**GIVEN RECORDS**
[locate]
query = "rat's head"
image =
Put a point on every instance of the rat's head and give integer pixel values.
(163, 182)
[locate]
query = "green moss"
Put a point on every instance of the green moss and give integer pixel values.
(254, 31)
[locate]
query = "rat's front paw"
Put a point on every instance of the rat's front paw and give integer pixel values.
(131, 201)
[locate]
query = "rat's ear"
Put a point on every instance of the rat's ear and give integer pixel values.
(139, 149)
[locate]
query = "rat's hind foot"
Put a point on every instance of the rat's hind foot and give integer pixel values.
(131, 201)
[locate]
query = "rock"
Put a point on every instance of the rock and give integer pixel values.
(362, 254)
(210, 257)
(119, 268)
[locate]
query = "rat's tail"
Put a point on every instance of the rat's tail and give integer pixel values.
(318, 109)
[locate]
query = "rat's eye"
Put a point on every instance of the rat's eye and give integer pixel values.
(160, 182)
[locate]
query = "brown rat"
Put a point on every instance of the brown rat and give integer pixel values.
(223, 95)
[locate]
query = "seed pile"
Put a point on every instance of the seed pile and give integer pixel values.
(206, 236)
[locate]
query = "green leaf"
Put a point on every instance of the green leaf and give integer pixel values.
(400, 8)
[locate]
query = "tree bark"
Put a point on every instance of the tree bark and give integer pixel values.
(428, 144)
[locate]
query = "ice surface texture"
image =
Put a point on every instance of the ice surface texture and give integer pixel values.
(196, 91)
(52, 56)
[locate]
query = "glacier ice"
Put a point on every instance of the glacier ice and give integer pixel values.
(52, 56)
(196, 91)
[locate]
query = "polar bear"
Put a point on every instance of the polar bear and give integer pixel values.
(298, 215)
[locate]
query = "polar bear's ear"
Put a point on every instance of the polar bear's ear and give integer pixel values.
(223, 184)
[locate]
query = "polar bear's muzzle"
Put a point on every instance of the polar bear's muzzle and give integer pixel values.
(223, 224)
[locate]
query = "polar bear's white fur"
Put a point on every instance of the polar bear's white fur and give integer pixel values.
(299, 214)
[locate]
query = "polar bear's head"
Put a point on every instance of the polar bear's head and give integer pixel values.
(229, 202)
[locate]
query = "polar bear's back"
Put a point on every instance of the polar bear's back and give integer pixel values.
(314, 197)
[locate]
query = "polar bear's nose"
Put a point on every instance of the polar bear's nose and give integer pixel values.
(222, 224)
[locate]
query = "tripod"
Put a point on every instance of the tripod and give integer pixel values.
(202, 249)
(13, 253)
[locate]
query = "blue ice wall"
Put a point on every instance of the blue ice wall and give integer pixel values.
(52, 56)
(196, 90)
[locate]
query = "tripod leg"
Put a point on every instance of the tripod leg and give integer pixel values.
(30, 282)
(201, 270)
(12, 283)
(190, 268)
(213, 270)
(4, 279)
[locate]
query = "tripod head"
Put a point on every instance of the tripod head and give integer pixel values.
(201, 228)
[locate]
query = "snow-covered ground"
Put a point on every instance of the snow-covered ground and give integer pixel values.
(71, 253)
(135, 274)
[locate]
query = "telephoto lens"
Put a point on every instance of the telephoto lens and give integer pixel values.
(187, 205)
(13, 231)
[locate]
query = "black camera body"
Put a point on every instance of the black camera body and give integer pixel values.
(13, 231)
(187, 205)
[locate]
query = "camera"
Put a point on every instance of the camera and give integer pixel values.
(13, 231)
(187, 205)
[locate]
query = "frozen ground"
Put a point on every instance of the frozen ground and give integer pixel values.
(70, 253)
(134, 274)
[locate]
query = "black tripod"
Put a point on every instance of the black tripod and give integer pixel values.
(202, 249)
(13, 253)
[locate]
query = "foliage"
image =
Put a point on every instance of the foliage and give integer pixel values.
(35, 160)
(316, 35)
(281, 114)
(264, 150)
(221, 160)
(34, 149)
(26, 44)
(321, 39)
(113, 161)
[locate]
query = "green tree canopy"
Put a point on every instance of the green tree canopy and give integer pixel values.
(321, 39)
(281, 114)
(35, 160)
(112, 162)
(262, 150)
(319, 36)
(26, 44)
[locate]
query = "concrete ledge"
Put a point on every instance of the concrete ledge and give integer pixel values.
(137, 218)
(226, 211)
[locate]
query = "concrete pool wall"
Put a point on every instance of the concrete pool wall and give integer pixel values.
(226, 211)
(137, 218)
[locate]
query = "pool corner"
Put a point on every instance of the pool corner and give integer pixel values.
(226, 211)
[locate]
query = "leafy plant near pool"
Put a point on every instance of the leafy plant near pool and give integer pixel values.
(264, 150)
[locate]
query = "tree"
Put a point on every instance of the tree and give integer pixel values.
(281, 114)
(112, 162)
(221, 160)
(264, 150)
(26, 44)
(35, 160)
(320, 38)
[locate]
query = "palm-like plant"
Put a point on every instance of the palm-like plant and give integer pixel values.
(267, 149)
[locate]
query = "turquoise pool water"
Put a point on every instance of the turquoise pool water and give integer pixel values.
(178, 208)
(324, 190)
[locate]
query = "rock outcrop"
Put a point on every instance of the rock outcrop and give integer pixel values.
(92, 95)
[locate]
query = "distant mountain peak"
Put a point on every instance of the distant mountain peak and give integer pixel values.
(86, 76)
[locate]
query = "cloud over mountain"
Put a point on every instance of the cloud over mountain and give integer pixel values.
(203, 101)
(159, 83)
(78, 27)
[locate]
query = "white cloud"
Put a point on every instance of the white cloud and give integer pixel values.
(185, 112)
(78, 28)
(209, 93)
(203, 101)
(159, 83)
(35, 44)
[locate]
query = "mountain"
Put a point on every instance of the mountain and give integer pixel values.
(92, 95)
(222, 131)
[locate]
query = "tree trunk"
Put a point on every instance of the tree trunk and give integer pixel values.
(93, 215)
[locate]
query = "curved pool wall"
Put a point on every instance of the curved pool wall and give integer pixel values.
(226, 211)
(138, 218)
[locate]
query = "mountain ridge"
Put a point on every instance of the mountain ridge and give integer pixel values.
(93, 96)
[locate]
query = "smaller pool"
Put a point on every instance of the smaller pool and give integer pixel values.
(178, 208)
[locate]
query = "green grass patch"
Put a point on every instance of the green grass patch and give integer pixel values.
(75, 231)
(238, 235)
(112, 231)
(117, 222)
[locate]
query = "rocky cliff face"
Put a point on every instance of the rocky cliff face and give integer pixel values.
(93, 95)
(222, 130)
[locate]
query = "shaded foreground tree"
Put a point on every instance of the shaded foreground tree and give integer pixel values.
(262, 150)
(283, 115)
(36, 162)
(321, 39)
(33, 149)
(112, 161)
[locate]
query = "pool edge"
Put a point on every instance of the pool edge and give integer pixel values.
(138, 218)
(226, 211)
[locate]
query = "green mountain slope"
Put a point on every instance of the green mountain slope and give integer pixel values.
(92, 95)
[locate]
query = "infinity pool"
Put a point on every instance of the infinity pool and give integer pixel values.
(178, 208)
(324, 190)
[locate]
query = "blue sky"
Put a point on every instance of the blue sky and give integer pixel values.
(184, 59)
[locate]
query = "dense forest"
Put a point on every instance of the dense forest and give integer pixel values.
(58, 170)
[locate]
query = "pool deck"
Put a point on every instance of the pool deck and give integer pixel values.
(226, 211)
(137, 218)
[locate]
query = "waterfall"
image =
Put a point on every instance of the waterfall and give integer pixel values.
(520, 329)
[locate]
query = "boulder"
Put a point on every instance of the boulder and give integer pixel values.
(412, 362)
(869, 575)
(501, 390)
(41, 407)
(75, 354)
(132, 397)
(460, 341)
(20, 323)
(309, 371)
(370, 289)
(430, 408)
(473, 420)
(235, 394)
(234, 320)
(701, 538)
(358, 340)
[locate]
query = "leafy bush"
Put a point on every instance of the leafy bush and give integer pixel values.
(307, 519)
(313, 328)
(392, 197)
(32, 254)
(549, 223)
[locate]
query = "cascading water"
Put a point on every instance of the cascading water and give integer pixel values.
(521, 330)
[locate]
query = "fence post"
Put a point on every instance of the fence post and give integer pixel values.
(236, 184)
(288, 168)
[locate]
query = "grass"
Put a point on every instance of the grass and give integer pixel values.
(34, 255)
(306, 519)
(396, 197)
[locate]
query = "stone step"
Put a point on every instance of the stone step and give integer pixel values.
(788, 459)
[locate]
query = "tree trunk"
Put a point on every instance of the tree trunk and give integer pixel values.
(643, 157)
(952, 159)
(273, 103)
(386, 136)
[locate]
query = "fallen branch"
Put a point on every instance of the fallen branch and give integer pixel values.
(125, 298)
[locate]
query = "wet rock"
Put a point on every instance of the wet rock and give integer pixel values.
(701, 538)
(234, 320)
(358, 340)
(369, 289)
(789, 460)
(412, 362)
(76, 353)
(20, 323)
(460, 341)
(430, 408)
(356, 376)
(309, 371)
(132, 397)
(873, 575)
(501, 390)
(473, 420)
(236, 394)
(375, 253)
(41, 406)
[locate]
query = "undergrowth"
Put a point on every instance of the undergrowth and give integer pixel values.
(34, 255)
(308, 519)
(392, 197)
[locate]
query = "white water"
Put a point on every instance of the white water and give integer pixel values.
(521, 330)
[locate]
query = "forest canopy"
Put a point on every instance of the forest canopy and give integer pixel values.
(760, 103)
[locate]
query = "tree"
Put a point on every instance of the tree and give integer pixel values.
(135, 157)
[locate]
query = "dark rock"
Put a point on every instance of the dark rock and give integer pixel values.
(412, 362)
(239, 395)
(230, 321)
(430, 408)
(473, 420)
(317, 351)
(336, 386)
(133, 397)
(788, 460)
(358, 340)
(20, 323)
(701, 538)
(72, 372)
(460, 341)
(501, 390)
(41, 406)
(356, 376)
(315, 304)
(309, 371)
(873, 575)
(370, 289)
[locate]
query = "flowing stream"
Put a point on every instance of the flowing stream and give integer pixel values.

**TASK BRIEF**
All lines in the preceding records that hold the word "stream" need to be copied.

**YOUR RESPONSE**
query = "flowing stream"
Put a point on every instance of the flowing stream and give integer pixel values.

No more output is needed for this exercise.